Work task:
Every entry gets copied exactly. No images go into the copy.

Entries taken from a collection:

__________

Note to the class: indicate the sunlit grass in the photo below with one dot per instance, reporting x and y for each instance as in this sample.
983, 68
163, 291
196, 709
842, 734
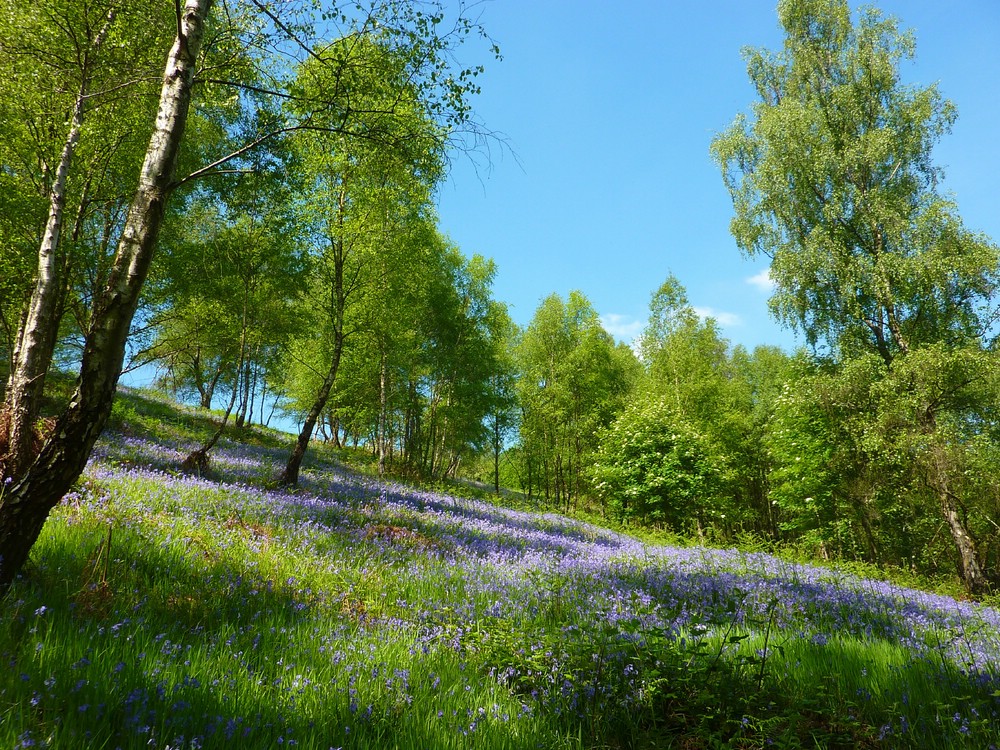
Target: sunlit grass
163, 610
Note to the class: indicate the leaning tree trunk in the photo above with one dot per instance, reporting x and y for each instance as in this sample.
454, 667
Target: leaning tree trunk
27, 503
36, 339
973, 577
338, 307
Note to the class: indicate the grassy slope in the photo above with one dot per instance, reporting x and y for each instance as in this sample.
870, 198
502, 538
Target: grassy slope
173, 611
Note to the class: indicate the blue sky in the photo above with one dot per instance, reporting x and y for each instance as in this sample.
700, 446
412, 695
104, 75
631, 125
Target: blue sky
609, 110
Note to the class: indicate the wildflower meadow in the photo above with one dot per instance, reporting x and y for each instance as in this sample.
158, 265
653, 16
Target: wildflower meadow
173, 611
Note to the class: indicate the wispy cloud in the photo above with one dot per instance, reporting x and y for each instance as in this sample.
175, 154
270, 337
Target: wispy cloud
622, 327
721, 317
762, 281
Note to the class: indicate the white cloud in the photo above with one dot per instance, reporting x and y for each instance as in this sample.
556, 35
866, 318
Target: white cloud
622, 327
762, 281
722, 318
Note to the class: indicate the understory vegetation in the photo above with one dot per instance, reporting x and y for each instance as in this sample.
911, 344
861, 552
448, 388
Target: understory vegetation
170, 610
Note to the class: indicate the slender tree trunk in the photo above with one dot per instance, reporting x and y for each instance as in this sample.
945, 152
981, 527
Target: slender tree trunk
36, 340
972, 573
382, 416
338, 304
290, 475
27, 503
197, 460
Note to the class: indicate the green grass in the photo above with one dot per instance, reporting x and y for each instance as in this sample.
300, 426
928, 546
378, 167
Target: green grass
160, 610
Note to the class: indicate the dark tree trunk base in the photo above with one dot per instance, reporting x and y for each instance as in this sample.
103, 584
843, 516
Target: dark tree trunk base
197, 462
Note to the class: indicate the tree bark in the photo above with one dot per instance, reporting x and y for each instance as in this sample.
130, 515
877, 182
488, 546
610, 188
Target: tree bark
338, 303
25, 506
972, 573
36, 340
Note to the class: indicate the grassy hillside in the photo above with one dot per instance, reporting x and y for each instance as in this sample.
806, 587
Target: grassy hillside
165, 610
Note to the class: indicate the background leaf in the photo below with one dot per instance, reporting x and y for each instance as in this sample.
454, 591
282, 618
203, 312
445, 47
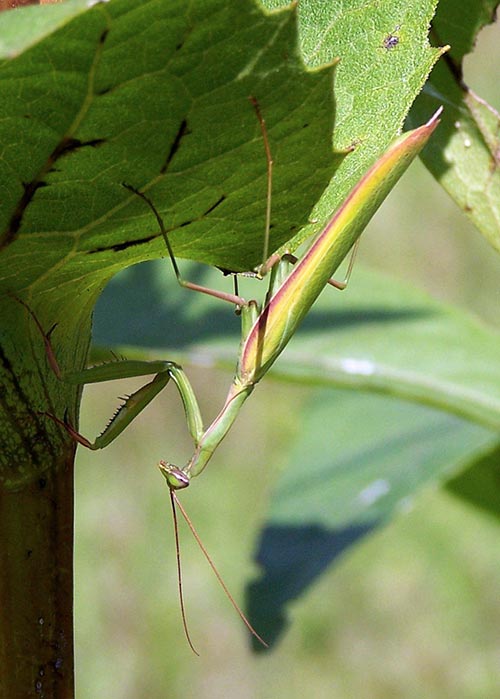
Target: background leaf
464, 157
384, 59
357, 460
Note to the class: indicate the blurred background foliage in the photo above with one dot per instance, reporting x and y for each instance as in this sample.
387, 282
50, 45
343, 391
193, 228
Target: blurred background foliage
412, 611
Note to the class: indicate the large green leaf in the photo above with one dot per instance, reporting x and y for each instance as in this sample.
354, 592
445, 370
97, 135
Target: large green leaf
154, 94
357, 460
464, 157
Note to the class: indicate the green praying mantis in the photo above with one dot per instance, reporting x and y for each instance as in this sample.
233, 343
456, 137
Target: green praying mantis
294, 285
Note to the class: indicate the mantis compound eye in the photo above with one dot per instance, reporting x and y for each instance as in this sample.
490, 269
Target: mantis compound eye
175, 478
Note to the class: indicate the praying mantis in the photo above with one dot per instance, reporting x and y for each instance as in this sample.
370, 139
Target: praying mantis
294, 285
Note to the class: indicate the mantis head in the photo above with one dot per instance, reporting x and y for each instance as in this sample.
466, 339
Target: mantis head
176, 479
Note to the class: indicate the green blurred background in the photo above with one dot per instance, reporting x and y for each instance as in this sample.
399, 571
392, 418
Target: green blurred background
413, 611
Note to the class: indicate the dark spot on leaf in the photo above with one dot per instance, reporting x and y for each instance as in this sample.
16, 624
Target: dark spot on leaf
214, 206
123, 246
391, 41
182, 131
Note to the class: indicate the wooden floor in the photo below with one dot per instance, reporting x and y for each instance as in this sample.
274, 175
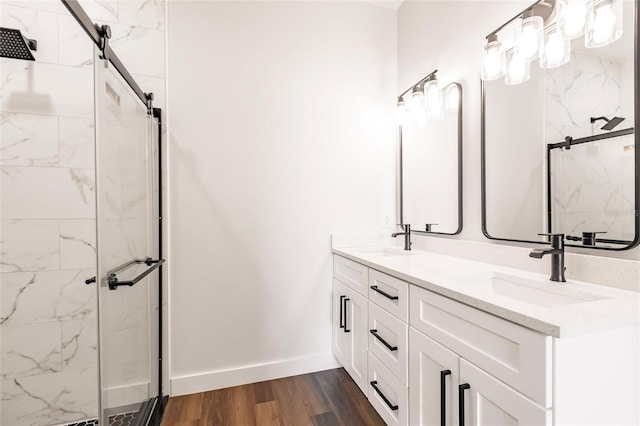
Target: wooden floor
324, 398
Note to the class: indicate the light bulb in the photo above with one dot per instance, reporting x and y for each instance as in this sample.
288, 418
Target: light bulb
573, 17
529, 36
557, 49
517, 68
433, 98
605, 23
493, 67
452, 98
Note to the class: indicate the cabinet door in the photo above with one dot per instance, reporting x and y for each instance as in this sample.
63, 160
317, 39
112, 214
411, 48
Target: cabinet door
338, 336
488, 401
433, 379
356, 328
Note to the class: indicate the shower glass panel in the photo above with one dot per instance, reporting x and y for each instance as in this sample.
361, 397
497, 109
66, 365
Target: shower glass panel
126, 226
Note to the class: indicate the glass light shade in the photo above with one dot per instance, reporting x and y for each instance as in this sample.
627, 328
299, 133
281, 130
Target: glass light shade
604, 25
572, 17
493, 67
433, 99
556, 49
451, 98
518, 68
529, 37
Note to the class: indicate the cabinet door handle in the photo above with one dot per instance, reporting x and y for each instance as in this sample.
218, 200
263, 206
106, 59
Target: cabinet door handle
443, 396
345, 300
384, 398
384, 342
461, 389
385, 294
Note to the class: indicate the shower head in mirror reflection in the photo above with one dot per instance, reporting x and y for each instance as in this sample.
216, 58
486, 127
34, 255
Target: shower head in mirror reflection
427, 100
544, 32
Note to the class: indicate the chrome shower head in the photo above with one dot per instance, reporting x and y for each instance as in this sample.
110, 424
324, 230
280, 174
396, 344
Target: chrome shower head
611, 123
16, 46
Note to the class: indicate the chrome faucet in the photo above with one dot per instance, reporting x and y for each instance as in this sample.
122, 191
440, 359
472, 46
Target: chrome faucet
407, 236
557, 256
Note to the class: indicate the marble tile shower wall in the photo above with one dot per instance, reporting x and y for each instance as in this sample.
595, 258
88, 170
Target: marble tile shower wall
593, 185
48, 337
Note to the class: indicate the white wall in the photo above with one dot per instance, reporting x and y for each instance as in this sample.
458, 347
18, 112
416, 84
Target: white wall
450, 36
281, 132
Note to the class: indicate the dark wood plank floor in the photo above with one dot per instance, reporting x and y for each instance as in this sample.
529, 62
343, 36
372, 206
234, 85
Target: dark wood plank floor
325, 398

__________

Expected answer:
Note to the class: indicate the sunlit grass in the photo below with one dot per instance, reporting x and y for each instance as in this sample.
983, 68
163, 291
196, 709
842, 734
Target: sunlit grass
163, 610
Note to the class: indicate the leaning tree trunk in the photo above with one dot per instance, reporting x and y for each instance as in this sample.
454, 667
Target: leaning tree trunk
27, 503
36, 339
973, 577
338, 307
Note to the class: indicate the grassy slope in the photo above with one dot per instance, reporting x and y for each instance as in this sample.
870, 198
502, 538
Target: grassy slope
173, 611
Note to the class: indicate the blue sky in the photo above with one dot per instance, reporting x and y for each instance as in this sample.
700, 446
412, 695
104, 75
631, 125
Target: blue sky
609, 110
Note to the class: indicate the wildflower meadow in the photo above with one dot per instance, reporting x and y for each instance as in this sample.
158, 265
653, 16
Target: wildflower meadow
173, 611
Note to the class: indicate the wispy cloud in the photo above with one dot per instance, reporting x and y for each instance as in this sample.
175, 154
270, 337
Target: wispy cloud
622, 327
721, 317
762, 281
Note to the class: indicate the white cloud in the photo above with one dot per instance, reporting x and y for each instance as in this sample.
556, 35
866, 318
Target: white cloud
622, 327
762, 281
722, 318
Note to the class: indicate the understory vegetation in the photo above with one dot per instance, reporting x and y for each instance as in this sample.
911, 344
861, 552
448, 388
Target: understory vegetation
170, 610
Note to the class: indicate the slender tree trunk in the photo above with one dot per instance, reporting x and y for each instance as in this sample.
945, 152
981, 527
Target: slender tree trunk
36, 340
972, 573
382, 416
338, 304
290, 475
27, 503
197, 460
Note to the class: indicate the green grass in the photo above with one dot per instance, reporting x and y for each instance as in this sample.
300, 426
928, 546
378, 167
Target: green grass
160, 610
Note to the class: indicate the dark tree trunk base in the photo above with one dot per instance, reporting x and y for each instance as in this sample.
103, 584
843, 516
Target: dark tree trunk base
197, 462
Note to the class: indicate the tree bark in the photo above with one dot per instance, reporting x and y for each instance as in this sample.
130, 515
877, 182
488, 546
610, 188
Target: tree bark
338, 303
25, 506
972, 573
36, 340
Note to the class: indicate the grassy hillside in the photo above with one dot per instance, reporting x and y for each instance as in this sample.
806, 587
Target: grassy hillside
165, 610
Note to the class: indicate the background leaf in the photo below with one dot per instance, reporting x and y for each instance as in this sample.
454, 591
282, 618
203, 312
445, 47
Target: background leaf
464, 157
384, 59
357, 460
Note to the class: indicate the blurred background foliage in the photo above with one dot per instance, reporting x and y for each instance as in this sample.
387, 282
50, 45
343, 391
193, 228
Target: blurred background foliage
412, 611
Note to the class: indicate the large green leaf in the photo above with one dot per instance, reporting x and y for each instance as in this sample.
354, 592
445, 370
97, 135
Target: large green leaf
154, 94
357, 460
464, 157
Note to the class: indicate the green praying mantis in the photo above with one dot per instance, reporting x and y for each instance as in this sample.
233, 343
456, 137
Target: green praying mantis
294, 285
Note to the class: indicate the mantis compound eye in the photo above with one dot per instance, reporting x and y for each instance as in this sample.
490, 269
Target: mantis compound eye
175, 478
Note to the class: indicate the praying mantis in the photo above with one dot per instance, reporting x and y for each instance as in this sample.
370, 139
Target: praying mantis
294, 285
Note to the class: indicate the mantis head in the photo above with one dot per instance, reporting x and y for each instance as in this sample.
466, 339
Target: mantis head
176, 479
Note to the class: indicate the green blurred background in the photo above with one dot per instance, reporting x and y for each instance as in this sample.
399, 571
392, 418
Target: green blurred background
413, 611
Note to the class: indicate the dark spot on leaf in the photo above with one dot per instance, reporting x and y for each instance as in this sample.
16, 624
Target: dark spot on leaf
214, 206
123, 246
391, 41
182, 131
Note to the class: indicate the wooden floor in the photo below with one dot per instance, reporting x and y for each instance as in this sample.
274, 175
Target: wooden floor
324, 398
Note to the class: indicate the light bulb in the photo above with one dot per instance, reporting x and y for each instance as in this sample.
288, 418
Target: light bulb
573, 17
529, 36
557, 49
517, 68
433, 98
605, 23
493, 67
452, 98
Note to the class: indicate the cabinet door in the photo above with one dot per instance, reporting x and y for each instance as in this sample.
63, 160
317, 39
112, 214
411, 48
Target: cabinet door
338, 336
488, 401
433, 379
356, 328
Note to the class: indicate the shower glass panel in the photo above with one dot per instance, reporting x and y for each instance as in this sample.
361, 397
497, 109
66, 365
Target: shower glass panel
126, 226
Note to the class: indicate the glass light shade in the photo above with one dot per instance, reporting x and y for each instance as in this sample.
627, 328
299, 133
281, 130
Target: glass light shade
604, 25
572, 17
493, 67
433, 99
556, 49
451, 98
518, 68
529, 37
Note to the class: indicate the cabinet door handle in the photo above with one dot per instance, reporting x and y for each instance as in this sample.
218, 200
263, 206
106, 59
Target: cabinet door handle
443, 396
345, 300
384, 398
384, 342
461, 389
385, 294
Note to the class: indicate the shower head in mirror reflection in the photo above with one dot per instance, reporting x and y for each instance as in this sample.
216, 58
486, 127
34, 255
Target: shower head in mirror reflection
427, 100
544, 32
Note to the class: indicate the chrome shower head in the photo above with one dot per instance, reporting x and y for each instance as in this sample.
110, 424
324, 230
280, 174
396, 344
Target: chrome shower head
611, 123
16, 46
Note to the class: indicate the chrome faucet in the photo above with one dot per instance, reporting x and y for each instance as in this sample.
122, 191
440, 359
472, 46
Target: chrome faucet
407, 236
557, 256
Note to the class: indicate the marble tile shower wall in the photo above with one dot per instance, reporting x and y for each instance as in this sample.
595, 258
88, 170
Target: marble tile shower wall
593, 185
48, 337
Note to the class: indicate the white wall in the photo above with one dot per instance, reporting x and y for each instance as in this sample.
458, 347
18, 112
416, 84
Target: white wall
450, 36
281, 132
Note to the class: indicate the dark wood plank floor in the photo above with one dot per instance, reporting x and y for each instance as in this sample.
529, 62
343, 36
372, 206
234, 85
Target: dark wood plank floor
325, 398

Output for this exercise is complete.